START
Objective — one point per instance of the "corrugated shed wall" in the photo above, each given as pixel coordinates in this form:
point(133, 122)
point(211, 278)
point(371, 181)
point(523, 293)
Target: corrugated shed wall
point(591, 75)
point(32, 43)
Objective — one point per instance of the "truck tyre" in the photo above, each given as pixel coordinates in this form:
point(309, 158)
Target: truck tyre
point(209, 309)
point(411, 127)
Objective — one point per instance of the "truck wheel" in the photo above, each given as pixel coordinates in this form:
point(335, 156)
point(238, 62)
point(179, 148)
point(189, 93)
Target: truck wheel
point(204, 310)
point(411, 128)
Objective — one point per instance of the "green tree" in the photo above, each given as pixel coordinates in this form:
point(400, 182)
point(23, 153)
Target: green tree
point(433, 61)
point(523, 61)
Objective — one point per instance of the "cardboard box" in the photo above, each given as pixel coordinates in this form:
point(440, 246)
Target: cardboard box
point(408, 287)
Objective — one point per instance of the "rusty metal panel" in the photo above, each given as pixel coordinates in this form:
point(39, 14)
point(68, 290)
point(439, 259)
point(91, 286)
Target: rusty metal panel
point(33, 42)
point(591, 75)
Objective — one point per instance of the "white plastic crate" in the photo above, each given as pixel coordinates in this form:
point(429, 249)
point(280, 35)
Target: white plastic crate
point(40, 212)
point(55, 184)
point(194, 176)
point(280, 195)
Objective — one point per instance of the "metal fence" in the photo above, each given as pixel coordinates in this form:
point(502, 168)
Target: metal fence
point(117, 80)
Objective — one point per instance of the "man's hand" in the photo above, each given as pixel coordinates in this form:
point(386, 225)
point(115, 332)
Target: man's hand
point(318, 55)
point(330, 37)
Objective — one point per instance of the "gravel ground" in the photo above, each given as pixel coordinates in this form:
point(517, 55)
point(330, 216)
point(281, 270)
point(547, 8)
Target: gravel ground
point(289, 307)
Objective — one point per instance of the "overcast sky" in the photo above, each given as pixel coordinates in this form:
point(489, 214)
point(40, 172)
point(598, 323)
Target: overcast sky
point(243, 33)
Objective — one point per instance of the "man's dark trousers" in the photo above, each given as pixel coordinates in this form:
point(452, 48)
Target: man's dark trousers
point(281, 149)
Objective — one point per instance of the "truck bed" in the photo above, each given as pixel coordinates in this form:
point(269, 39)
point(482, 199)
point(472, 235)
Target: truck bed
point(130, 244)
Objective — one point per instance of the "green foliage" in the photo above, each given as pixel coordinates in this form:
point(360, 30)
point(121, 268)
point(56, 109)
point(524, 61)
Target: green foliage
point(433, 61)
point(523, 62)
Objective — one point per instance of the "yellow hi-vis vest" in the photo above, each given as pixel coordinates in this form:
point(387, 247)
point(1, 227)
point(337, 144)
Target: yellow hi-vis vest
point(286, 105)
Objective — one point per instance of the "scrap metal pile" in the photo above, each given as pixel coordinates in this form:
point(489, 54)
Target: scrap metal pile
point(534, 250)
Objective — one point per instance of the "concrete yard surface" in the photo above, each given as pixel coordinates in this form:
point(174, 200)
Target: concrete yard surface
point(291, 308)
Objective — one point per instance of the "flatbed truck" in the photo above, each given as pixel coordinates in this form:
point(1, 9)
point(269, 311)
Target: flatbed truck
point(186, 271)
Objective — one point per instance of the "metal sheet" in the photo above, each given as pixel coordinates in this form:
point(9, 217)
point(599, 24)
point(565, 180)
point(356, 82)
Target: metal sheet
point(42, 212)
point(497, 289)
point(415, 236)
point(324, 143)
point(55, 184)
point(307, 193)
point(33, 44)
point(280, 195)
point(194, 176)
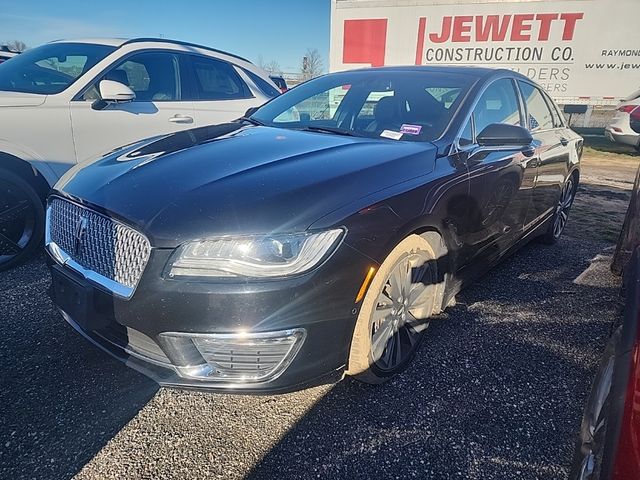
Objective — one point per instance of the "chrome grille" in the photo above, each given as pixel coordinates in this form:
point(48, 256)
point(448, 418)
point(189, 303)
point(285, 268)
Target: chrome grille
point(98, 243)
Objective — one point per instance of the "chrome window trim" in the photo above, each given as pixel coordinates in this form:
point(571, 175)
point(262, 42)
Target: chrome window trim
point(524, 101)
point(63, 258)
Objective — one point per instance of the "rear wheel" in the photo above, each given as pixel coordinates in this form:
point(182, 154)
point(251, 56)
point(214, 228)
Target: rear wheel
point(561, 214)
point(21, 219)
point(394, 314)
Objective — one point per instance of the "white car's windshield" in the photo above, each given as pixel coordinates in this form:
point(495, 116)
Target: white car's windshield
point(51, 68)
point(401, 105)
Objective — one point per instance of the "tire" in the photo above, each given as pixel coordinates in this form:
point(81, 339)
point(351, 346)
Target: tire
point(388, 332)
point(560, 216)
point(21, 220)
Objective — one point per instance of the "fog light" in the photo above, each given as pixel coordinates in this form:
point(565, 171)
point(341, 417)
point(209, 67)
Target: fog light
point(239, 357)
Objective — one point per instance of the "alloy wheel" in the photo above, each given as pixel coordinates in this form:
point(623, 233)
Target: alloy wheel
point(397, 321)
point(563, 207)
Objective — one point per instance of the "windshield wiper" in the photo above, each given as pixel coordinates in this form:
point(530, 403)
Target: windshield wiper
point(335, 130)
point(252, 121)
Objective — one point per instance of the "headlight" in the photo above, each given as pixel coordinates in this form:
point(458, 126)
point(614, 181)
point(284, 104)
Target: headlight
point(263, 256)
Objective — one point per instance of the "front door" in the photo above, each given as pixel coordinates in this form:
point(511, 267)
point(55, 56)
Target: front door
point(157, 109)
point(552, 153)
point(501, 181)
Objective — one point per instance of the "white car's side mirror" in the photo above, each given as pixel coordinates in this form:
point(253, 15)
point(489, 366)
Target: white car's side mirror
point(115, 92)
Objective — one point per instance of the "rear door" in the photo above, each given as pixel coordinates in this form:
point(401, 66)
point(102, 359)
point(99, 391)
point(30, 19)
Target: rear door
point(218, 91)
point(553, 152)
point(158, 108)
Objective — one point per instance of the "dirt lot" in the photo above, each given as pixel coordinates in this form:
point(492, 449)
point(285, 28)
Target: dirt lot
point(496, 390)
point(605, 183)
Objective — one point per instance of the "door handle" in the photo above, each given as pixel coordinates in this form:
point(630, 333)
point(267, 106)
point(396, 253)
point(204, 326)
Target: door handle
point(181, 119)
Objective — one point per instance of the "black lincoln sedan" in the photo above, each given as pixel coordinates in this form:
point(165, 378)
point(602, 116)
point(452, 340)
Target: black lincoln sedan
point(314, 237)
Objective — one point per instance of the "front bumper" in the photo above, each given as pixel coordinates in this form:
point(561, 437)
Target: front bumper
point(321, 304)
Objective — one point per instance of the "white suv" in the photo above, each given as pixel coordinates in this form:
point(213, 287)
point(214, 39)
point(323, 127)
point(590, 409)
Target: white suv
point(620, 128)
point(64, 102)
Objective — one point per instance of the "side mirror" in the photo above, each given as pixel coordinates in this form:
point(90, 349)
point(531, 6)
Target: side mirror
point(250, 111)
point(503, 134)
point(115, 92)
point(112, 92)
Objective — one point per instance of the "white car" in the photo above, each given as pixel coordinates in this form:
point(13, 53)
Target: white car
point(620, 130)
point(64, 102)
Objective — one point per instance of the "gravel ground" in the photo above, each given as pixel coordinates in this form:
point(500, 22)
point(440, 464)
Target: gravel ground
point(496, 392)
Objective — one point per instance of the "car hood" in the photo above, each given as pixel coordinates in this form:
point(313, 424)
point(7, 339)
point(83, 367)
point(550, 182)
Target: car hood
point(17, 99)
point(230, 179)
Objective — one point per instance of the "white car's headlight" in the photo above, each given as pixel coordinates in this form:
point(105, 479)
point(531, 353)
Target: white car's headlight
point(263, 256)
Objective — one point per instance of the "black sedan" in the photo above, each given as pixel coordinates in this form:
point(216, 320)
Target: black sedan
point(315, 237)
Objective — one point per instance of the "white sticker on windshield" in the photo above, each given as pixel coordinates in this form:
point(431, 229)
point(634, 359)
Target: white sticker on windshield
point(391, 134)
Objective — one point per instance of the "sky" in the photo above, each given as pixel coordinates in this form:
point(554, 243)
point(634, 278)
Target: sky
point(279, 30)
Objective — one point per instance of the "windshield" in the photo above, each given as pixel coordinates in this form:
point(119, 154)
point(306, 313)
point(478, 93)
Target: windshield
point(399, 105)
point(51, 68)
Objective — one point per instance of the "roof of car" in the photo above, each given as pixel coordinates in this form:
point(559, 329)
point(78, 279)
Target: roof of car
point(475, 71)
point(119, 42)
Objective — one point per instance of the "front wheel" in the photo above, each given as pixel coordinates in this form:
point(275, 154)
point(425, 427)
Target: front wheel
point(394, 315)
point(21, 219)
point(561, 214)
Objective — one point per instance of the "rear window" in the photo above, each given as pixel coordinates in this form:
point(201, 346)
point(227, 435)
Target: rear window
point(264, 86)
point(217, 80)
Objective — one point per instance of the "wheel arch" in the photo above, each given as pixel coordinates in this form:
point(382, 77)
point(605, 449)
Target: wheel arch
point(27, 172)
point(431, 231)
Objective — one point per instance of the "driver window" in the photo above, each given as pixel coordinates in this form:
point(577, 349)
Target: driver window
point(72, 65)
point(152, 76)
point(498, 104)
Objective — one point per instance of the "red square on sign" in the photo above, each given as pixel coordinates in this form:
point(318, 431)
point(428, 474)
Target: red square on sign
point(365, 41)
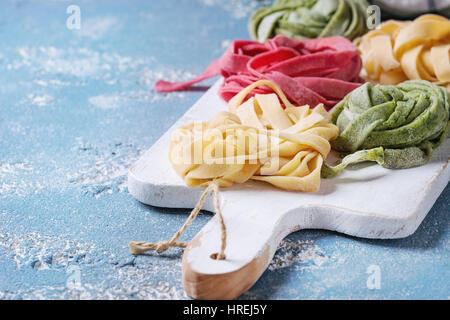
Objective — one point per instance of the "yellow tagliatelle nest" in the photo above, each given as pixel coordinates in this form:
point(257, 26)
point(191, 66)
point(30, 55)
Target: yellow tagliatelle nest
point(259, 140)
point(400, 50)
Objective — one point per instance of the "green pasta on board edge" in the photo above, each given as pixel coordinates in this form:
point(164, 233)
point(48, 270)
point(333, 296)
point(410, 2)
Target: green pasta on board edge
point(305, 19)
point(397, 126)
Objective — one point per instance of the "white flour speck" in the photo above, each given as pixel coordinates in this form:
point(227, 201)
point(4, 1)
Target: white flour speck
point(299, 253)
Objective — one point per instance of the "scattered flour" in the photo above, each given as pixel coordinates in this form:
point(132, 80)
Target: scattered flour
point(17, 179)
point(45, 252)
point(105, 169)
point(301, 254)
point(40, 100)
point(96, 27)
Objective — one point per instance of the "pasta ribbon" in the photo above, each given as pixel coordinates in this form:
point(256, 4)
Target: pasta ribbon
point(304, 19)
point(309, 72)
point(397, 126)
point(259, 139)
point(400, 50)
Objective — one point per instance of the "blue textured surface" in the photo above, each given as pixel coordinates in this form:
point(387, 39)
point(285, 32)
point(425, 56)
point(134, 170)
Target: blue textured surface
point(77, 108)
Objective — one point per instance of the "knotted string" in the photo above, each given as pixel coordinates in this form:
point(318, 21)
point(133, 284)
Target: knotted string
point(139, 247)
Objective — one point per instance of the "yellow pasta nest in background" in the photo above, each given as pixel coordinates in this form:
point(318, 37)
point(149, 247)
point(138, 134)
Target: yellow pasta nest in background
point(400, 50)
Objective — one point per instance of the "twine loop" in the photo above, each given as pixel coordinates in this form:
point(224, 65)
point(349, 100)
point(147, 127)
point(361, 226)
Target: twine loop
point(139, 247)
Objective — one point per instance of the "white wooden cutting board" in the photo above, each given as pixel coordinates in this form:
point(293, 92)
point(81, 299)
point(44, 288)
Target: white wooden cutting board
point(369, 202)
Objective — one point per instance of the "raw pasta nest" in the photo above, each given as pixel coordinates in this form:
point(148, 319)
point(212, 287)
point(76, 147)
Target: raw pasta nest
point(400, 50)
point(304, 19)
point(397, 126)
point(265, 138)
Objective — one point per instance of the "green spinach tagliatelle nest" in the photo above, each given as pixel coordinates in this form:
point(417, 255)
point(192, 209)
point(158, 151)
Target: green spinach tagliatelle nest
point(398, 126)
point(304, 19)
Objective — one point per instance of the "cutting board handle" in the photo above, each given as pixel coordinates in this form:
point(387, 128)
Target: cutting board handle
point(245, 259)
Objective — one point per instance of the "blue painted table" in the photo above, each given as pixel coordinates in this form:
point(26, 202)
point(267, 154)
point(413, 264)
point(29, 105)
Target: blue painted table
point(77, 108)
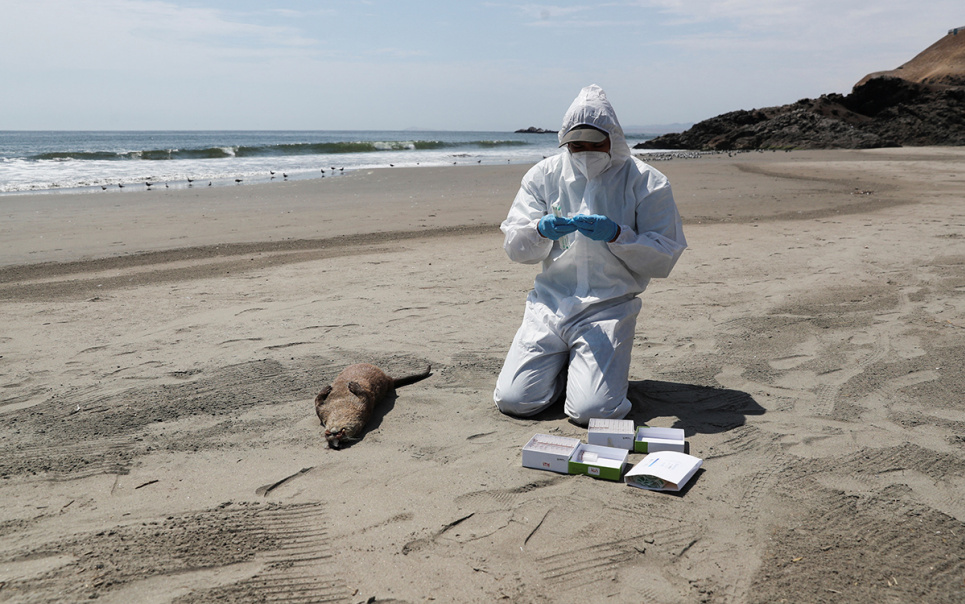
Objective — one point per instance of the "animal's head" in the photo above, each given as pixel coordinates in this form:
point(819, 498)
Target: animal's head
point(339, 428)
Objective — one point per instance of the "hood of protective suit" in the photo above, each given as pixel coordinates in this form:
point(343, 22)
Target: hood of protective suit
point(591, 108)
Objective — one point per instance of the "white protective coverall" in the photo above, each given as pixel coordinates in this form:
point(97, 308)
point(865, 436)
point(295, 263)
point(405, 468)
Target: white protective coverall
point(580, 317)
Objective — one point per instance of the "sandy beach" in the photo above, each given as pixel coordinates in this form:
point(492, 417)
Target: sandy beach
point(161, 350)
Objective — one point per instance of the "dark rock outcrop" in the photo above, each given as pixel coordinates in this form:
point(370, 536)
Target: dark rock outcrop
point(883, 110)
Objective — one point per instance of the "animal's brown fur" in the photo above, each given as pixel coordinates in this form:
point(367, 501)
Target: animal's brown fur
point(345, 406)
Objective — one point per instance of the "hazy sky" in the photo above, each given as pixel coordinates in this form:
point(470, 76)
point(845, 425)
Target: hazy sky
point(446, 65)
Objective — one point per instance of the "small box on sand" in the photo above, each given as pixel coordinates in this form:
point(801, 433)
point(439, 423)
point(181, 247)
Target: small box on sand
point(611, 433)
point(598, 461)
point(548, 452)
point(651, 440)
point(570, 456)
point(663, 471)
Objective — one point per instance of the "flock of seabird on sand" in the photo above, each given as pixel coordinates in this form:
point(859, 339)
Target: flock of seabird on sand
point(649, 157)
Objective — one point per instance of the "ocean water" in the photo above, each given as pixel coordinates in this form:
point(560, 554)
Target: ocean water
point(75, 161)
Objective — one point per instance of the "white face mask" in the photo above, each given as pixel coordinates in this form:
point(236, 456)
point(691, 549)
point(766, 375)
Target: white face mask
point(591, 163)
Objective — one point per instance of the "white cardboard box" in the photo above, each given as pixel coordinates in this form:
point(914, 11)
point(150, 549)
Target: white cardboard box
point(611, 433)
point(651, 440)
point(663, 471)
point(598, 461)
point(548, 452)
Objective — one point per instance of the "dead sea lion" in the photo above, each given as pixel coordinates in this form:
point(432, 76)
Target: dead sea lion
point(345, 406)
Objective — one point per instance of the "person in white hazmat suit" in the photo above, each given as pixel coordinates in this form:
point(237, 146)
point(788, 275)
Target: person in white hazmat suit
point(603, 223)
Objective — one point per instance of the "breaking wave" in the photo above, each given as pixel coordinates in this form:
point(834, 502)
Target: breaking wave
point(275, 150)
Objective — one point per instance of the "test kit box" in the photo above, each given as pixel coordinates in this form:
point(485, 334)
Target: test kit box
point(598, 461)
point(652, 440)
point(569, 456)
point(548, 452)
point(663, 471)
point(612, 433)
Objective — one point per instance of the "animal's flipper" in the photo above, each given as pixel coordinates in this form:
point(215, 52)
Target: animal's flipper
END
Work to do> Please copy out everything from the start of the items down to the line that contains "point(411, 127)", including that line, with every line reproduced unchanged.

Correct answer>
Objective — one point per instance of the "corrugated shed wall" in the photo above, each given as pixel coordinates in this form:
point(133, 122)
point(211, 278)
point(371, 181)
point(523, 293)
Target: corrugated shed wall
point(591, 75)
point(32, 43)
Objective — one point per instance of the "truck tyre" in the photo above, each given as pixel coordinates in this form:
point(309, 158)
Target: truck tyre
point(209, 309)
point(411, 127)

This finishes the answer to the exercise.